Return the full set of entries precisely. Do not carry over any pictures.

DATASET EXTRACT: Begin

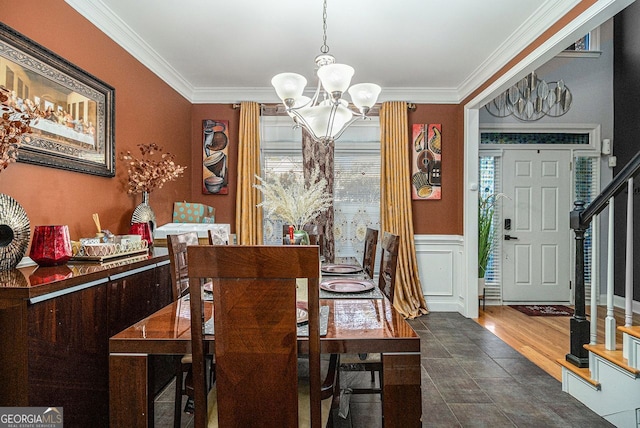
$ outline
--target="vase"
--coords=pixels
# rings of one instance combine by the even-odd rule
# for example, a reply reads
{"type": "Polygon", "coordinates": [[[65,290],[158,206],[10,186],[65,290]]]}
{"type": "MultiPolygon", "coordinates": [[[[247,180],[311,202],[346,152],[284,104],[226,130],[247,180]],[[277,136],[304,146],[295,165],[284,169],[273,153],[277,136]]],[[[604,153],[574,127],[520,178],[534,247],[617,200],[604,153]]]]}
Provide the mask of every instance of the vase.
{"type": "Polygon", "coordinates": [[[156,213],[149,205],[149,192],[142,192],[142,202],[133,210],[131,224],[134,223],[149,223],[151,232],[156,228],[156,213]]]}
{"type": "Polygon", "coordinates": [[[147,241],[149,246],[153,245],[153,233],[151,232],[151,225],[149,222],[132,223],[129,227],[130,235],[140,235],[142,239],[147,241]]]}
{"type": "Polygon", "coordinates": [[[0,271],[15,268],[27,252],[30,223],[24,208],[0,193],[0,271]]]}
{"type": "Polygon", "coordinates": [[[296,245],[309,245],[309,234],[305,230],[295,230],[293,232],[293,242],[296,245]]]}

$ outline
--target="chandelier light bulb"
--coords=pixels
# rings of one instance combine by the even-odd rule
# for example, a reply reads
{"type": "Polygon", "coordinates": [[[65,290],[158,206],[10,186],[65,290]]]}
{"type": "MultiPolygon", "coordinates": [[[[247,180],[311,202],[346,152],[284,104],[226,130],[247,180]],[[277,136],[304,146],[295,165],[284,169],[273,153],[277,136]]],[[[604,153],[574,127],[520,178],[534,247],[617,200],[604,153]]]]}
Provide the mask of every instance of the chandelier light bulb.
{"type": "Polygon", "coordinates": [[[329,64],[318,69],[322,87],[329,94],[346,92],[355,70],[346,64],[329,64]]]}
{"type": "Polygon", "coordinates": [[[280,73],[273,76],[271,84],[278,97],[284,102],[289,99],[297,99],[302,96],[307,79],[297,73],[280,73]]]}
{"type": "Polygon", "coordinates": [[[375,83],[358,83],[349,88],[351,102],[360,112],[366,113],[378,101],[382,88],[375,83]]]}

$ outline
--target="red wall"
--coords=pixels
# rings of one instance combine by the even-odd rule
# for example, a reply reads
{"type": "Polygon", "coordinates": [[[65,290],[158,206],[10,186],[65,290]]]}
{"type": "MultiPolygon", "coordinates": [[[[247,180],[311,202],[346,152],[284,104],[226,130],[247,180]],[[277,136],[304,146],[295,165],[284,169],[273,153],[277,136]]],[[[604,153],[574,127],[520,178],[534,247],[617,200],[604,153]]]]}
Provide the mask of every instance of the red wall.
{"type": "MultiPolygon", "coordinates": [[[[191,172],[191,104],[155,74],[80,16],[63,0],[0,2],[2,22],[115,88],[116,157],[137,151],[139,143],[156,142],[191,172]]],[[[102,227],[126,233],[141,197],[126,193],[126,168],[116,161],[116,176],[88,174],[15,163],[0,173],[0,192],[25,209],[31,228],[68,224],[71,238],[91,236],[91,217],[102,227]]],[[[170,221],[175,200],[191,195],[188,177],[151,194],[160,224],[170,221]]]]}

DATASET EXTRACT: End

ANSWER SPACE:
$ outline
--target="vase"
--coords=pixels
# rings of one instance combine by the even-odd rule
# for example, a reply reads
{"type": "Polygon", "coordinates": [[[65,290],[158,206],[10,186],[65,290]]]}
{"type": "MultiPolygon", "coordinates": [[[[247,180],[311,202],[346,152],[284,104],[226,130],[247,180]],[[277,136],[304,146],[295,165],[284,169],[273,153],[277,136]]],[[[604,153],[574,127],[520,178],[534,247],[617,200],[604,153]]]]}
Provide the mask of every instance of the vase.
{"type": "Polygon", "coordinates": [[[156,213],[149,205],[149,192],[142,192],[142,202],[133,210],[131,224],[134,223],[149,223],[151,232],[156,228],[156,213]]]}
{"type": "Polygon", "coordinates": [[[147,241],[149,246],[153,245],[153,233],[151,232],[151,225],[149,222],[132,223],[129,227],[130,235],[140,235],[142,239],[147,241]]]}
{"type": "Polygon", "coordinates": [[[0,271],[15,268],[27,252],[30,223],[24,208],[0,193],[0,271]]]}
{"type": "Polygon", "coordinates": [[[296,245],[309,245],[309,234],[305,230],[295,230],[293,232],[293,242],[296,245]]]}

$ outline
--target="chandelier light bulb"
--coords=pixels
# rings of one instance combine by the even-odd rule
# for example, a reply reads
{"type": "Polygon", "coordinates": [[[65,290],[158,206],[10,186],[65,290]]]}
{"type": "MultiPolygon", "coordinates": [[[[247,180],[311,202],[346,152],[284,104],[226,130],[247,180]],[[277,136],[304,146],[295,165],[284,169],[273,153],[277,136]]],[[[604,153],[574,127],[520,178],[534,247],[617,200],[604,153]]]]}
Provide the mask of every instance of the chandelier light bulb.
{"type": "Polygon", "coordinates": [[[329,64],[318,69],[322,87],[329,94],[346,92],[355,70],[346,64],[329,64]]]}
{"type": "Polygon", "coordinates": [[[280,73],[273,76],[271,84],[278,97],[284,102],[289,99],[297,99],[302,96],[307,79],[297,73],[280,73]]]}
{"type": "Polygon", "coordinates": [[[375,83],[358,83],[349,88],[351,102],[360,112],[366,113],[378,101],[382,88],[375,83]]]}

$ outline
--target="red wall"
--coords=pixels
# rings of one instance combine by the even-odd rule
# for example, a reply reads
{"type": "Polygon", "coordinates": [[[65,290],[158,206],[10,186],[65,290]]]}
{"type": "MultiPolygon", "coordinates": [[[[247,180],[311,202],[346,152],[284,104],[226,130],[247,180]],[[277,136],[304,146],[295,165],[284,169],[273,153],[277,136]]],[[[604,153],[574,127],[520,178],[534,247],[617,200],[604,153]]]]}
Provide the mask of every instance of the red wall.
{"type": "MultiPolygon", "coordinates": [[[[191,172],[191,104],[155,74],[80,16],[63,0],[0,2],[2,22],[115,88],[116,157],[137,151],[139,143],[156,142],[191,172]]],[[[102,227],[126,233],[141,197],[126,193],[126,168],[116,161],[116,176],[88,174],[15,163],[0,173],[0,192],[25,209],[31,228],[68,224],[71,238],[91,236],[91,217],[102,227]]],[[[170,221],[175,200],[191,195],[188,177],[151,194],[160,224],[170,221]]]]}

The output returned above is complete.